ACTIVITY 1: According to the article on falcons nesting under bridges, in what year did the Michigan DOT place a wooden platform on the Sault Ste. Marie International Bridge?
ACTIVITY 2: Transcribe the part of the article on falcons nesting under bridges from "By the 1970s, Peregrine" to "at high altitudes." word for word.

When Guano Happens, State DOTs Call on the Falcon

Several state departments of transportation are helping bring back the Peregrine falcon from the brink of extinction by providing nesting platforms on bridges – creating a true symbiotic relationship that protects bird and bridge.

[Photo by Michigan DOT.]

By the 1970s, Peregrine falcon populations were nearly wiped out in the United States, partly because of the widespread use of the pesticide dichloro-diphenyl-trichloroethane – more commonly known as DDT – made the falcons’ eggshells too brittle. The ban of DDT helped to re-establish the falcons, which prefer to lay their eggs on ledges at high altitudes.

Meanwhile, state DOTs across the U.S. were battling the corrosive effects of pigeon guano, which can eat away at the concrete and steel on bridges as well as pose cleanup hazards for work crews.

Enter the falcon, which loves to feast on pigeons – or at the very least scare them away.

The Michigan Department of Transportation is one of several DOTs that encourage falcons to nest under their bridges. In 2010, the Michigan DOT placed a simple wooden platform on the Sault Ste. Marie International Bridge across the St. Mary’s River to provide the birds a safe nesting place, according to Dan Weingarten with Michigan DOT’s Office of Communications. So far, the platform has been home for 30 falcon chicks that have hatched, helping locally re-establish the species.

COLLECTED DATA:
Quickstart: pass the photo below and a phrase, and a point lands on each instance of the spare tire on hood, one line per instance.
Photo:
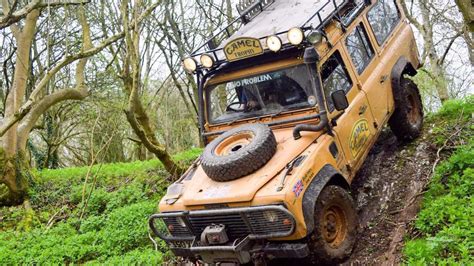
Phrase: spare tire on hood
(238, 152)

TASK ANSWER 1: 2010

TASK ANSWER 2:
By the 1970s, Peregrine falcon populations were nearly wiped out in the United States, partly because of the widespread use of the pesticide dichloro-diphenyl-trichloroethane – more commonly known as DDT – made the falcons’ eggshells too brittle. The ban of DDT helped to re-establish the falcons, which prefer to lay their eggs on ledges at high altitudes.